— Task description —
Rewrite the entries from the top down through the line containing "23, 682, 85]]", swapping every "UI screenshot" for "photo" and leaving everything else as it is.

— Stored data —

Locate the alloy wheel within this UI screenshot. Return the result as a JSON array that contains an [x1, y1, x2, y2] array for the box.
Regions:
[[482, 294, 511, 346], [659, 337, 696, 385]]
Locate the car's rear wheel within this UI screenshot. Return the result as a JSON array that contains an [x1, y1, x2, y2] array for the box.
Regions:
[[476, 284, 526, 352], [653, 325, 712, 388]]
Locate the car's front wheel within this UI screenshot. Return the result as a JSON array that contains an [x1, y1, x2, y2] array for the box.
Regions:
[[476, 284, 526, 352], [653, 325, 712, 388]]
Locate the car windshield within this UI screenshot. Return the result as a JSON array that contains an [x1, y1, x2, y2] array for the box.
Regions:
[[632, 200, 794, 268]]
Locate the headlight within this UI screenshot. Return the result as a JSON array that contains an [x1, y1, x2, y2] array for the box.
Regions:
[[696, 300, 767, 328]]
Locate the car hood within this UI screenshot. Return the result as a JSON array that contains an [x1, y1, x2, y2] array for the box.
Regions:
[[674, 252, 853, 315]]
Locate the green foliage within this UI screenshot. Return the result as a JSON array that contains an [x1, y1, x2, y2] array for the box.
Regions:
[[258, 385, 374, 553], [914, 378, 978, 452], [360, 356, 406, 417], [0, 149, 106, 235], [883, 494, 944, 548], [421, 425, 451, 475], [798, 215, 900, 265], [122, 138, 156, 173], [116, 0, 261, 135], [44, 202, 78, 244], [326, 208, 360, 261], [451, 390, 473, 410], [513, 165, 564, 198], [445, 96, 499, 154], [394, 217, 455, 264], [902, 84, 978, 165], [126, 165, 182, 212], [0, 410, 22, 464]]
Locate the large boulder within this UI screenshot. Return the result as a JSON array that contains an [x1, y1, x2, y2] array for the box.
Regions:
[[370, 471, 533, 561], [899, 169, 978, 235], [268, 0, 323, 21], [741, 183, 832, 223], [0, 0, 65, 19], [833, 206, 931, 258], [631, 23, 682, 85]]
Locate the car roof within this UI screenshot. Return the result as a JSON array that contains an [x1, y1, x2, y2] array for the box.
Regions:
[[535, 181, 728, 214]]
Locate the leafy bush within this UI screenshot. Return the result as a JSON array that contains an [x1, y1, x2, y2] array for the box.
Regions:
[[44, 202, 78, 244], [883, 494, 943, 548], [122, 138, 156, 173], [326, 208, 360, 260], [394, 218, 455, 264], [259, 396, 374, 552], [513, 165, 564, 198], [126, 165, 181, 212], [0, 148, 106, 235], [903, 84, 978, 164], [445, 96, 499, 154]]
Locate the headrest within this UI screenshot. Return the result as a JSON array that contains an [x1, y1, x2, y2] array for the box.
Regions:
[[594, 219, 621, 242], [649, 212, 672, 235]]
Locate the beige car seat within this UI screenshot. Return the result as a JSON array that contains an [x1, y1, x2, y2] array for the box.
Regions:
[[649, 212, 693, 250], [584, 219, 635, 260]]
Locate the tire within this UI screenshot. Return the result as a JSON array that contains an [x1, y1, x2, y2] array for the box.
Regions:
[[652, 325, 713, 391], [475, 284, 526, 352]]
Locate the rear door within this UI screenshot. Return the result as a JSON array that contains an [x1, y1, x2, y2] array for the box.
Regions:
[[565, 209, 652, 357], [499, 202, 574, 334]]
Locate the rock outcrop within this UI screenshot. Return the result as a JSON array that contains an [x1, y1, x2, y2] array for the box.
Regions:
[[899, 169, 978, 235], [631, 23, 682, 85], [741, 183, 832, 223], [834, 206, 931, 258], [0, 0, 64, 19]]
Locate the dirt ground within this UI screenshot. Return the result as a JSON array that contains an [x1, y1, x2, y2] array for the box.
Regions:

— Result —
Locate the alloy wheel within this photo. Return the result as a JSON array that contains an [x1, y1, x2, y2] array for the box.
Regions:
[[482, 294, 511, 346], [659, 337, 696, 385]]
Locate the car's rear wheel within this photo. Return the result as a JSON array that contains an [x1, y1, x2, y2] array for the box.
Regions:
[[476, 284, 526, 352], [653, 325, 712, 388]]
Locate the car's front wheel within this photo. Return the result as a JSON array that contains an [x1, y1, x2, y2] array for the box.
Regions:
[[476, 284, 526, 352], [653, 325, 712, 388]]
Locate the car windshield within this photo. Return the result as a JSON array that contains an [x1, y1, x2, y2] array for the box.
Regions:
[[632, 200, 794, 268]]
Locate the headlight within this photo. Return the result as a JSON array that contains an [x1, y1, x2, y2] array for the box.
Regions:
[[696, 300, 767, 328]]
Locate the car hood within this photo. Return the result as a JSON array that contains an [x1, y1, x2, y2] array for the box.
Regions:
[[674, 252, 853, 315]]
Locate the green foliage within this photo. Return the result as a JSON array that contains an [x1, y1, x2, y2] array for the box.
Regions:
[[258, 385, 374, 553], [914, 378, 978, 452], [360, 356, 406, 417], [0, 149, 106, 235], [883, 494, 944, 548], [421, 425, 451, 475], [798, 215, 900, 265], [122, 138, 156, 173], [116, 0, 261, 135], [44, 202, 78, 244], [326, 208, 360, 261], [451, 390, 473, 410], [513, 165, 564, 198], [445, 96, 499, 154], [394, 217, 455, 264], [902, 84, 978, 165], [126, 165, 182, 212], [0, 410, 22, 464]]
Locate the large boulder within this photo. Return the result as a JSON array that contains an [x1, y1, x2, y2] array for the box.
Regions:
[[370, 471, 533, 561], [899, 169, 978, 235], [268, 0, 323, 21], [741, 183, 832, 223], [0, 0, 65, 19], [833, 206, 931, 258], [631, 23, 682, 85]]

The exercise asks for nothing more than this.